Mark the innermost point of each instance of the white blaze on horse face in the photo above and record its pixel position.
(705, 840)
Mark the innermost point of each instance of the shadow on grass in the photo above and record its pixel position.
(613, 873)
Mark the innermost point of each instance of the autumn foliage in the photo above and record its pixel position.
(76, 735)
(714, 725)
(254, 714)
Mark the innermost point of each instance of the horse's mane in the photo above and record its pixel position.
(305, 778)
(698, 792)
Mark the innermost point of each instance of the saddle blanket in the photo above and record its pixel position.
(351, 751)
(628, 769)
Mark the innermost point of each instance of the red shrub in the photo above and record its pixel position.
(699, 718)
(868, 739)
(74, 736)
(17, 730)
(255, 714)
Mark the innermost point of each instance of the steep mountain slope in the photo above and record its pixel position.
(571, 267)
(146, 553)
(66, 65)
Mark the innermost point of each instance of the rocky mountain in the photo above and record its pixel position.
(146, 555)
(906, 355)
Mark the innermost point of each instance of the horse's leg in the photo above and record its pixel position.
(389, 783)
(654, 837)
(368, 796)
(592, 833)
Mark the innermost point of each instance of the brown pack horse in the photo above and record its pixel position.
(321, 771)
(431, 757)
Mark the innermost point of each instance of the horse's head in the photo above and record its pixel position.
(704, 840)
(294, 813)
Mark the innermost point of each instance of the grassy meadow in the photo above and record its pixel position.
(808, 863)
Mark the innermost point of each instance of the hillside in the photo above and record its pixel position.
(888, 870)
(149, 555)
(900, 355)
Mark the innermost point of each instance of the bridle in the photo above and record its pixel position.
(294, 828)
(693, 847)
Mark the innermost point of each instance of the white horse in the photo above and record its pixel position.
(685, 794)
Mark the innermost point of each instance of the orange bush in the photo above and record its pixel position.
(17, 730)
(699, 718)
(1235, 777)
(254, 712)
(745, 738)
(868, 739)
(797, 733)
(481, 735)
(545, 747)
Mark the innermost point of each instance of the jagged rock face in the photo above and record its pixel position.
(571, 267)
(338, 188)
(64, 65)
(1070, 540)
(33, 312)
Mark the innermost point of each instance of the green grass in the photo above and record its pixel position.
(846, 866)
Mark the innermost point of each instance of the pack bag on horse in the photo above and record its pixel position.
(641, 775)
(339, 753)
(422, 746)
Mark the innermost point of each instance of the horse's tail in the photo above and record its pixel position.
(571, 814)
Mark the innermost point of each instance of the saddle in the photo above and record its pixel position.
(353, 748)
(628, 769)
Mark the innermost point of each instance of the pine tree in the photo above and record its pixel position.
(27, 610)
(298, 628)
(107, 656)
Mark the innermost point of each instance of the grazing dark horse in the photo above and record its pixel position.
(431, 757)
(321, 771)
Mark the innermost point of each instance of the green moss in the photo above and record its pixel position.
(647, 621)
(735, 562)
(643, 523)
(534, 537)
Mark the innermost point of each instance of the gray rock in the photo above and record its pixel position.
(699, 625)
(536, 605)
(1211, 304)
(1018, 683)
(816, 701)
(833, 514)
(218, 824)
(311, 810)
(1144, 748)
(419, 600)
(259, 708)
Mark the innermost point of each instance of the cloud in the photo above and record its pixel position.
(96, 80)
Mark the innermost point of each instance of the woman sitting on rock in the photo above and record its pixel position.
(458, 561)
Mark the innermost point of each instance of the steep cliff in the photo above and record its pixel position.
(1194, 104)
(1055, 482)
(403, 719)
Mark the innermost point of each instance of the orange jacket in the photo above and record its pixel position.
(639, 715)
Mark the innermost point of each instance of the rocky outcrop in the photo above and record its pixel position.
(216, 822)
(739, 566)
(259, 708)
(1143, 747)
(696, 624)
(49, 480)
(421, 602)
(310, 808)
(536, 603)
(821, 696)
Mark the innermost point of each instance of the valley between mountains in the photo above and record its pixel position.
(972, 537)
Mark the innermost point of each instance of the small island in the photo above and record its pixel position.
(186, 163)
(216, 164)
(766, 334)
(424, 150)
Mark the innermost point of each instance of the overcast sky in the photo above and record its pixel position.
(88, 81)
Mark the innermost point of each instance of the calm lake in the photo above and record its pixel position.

────

EXERCISE PROMPT — Restate the listing above in full, exactly.

ANSWER SECTION —
Mark the innermost point of each instance of the white blaze on horse face in the photo above and record its pixel position.
(705, 840)
Mark the innermost point of each instance of the shadow on grass in the photo above and record its pixel position.
(613, 873)
Mark the innermost point of each instance of the autumn foliage in the photo above and record its pixel position.
(76, 735)
(714, 725)
(254, 714)
Mark the innermost point of each instance of the horse's mane in the photo above and record its pixel position.
(305, 778)
(698, 792)
Mark the innermost point of each instance of the saddle blanket in the photo above and record its pixel position.
(351, 751)
(628, 769)
Mark the innermost point of each instance of the red shrub in the photo above and record its pixel position.
(699, 718)
(868, 739)
(74, 736)
(17, 730)
(255, 714)
Mark the innermost point of each instance of the steep mountain slope in the photo above and record its pixel position.
(571, 267)
(146, 553)
(66, 65)
Mark the innermost point of each instance of the rocky mountain in the photo above and record its pixel position.
(146, 555)
(906, 355)
Mark the innermost point of each instance of the horse's leg in the photo above and record its pixel position.
(389, 783)
(654, 837)
(368, 796)
(592, 833)
Mark the innermost point of each instance of the brown pack horse in the photo above and record its pixel position.
(321, 771)
(431, 757)
Mark the innermost point of each instance of the horse's head in the photo above and record its pixel position.
(704, 840)
(294, 813)
Mark the innermost point of each instance of the grassy meadow in the photo above and record its pixel position.
(808, 863)
Mark the innermost point of each instance of the hillside in the photo above and record its pixel position.
(888, 870)
(149, 555)
(900, 355)
Mark the innermost point of each instance of the bridle in the photo above and record its pixel position.
(294, 828)
(693, 847)
Mark the innermost point of each instance of the white horse in the photo above and record its pixel position.
(685, 794)
Mark the innermost point of each instance of the orange bush in the photo above and record its pixel position.
(17, 730)
(699, 718)
(1235, 777)
(254, 712)
(745, 738)
(868, 739)
(797, 733)
(481, 735)
(545, 747)
Mark the innermost point of each instance of the jagged rock face in the photo above and record its pixel position.
(571, 267)
(338, 188)
(64, 65)
(1070, 540)
(33, 312)
Mark the innermost point of each instance of the green grass in the photo above and record its pixel position.
(846, 866)
Mark the innermost point of each instance of the pack bag on horse in the photo above and record its pixel position.
(641, 775)
(339, 753)
(422, 746)
Mark the innermost point of each instance of the horse's tail in the photo above and record its pixel position.
(571, 814)
Mark the innermost point of each instance of the saddle in the photo above and record its pixel position.
(353, 748)
(628, 769)
Mark the innermost point of each instance of the pine tree in the photo above and record its pixel position.
(27, 610)
(298, 628)
(107, 656)
Mark the innermost point of each instance of the grazing dark horse in the photo above and record its pixel position.
(431, 757)
(321, 771)
Mark the innermost point of each instance of the green moss in the photo above and record its pixel position.
(647, 621)
(735, 562)
(643, 523)
(534, 537)
Mark the innermost point of each instance of the gray rock in the photo above and record its pixel position.
(699, 625)
(536, 605)
(1211, 304)
(1018, 683)
(816, 701)
(833, 514)
(218, 824)
(311, 810)
(1144, 748)
(419, 600)
(259, 708)
Mark the innermost point of each instance of the cloud in the photo above and record its pixel position.
(96, 80)
Mark the innermost point of each instance of the woman sitting on rock in the photo above and record its pixel position.
(458, 561)
Mark the innermost point of each instance of the steep cliff in the photo above and record its pixel position.
(1194, 104)
(1055, 482)
(403, 719)
Mark the innermost point of each instance of the orange jacket in the photo above and record its pixel position.
(639, 715)
Mark the innermost point of each instance of the rocky outcrop in the photo above and record its pixel position.
(216, 822)
(739, 566)
(259, 708)
(1143, 747)
(696, 624)
(49, 480)
(421, 602)
(310, 808)
(536, 603)
(821, 696)
Mark the innermost point of each instance of the valley between mountains in the photo above and record its pixel position.
(972, 537)
Mark the innermost point of each instance of the small island in the photo above and record its pixel position.
(186, 163)
(216, 164)
(766, 334)
(424, 150)
Mark the innermost point of each instance of the overcast sky in the photo above and record its pixel position.
(88, 81)
Mark the innermost point of each instance of the calm lake in the photo above and record its pixel position.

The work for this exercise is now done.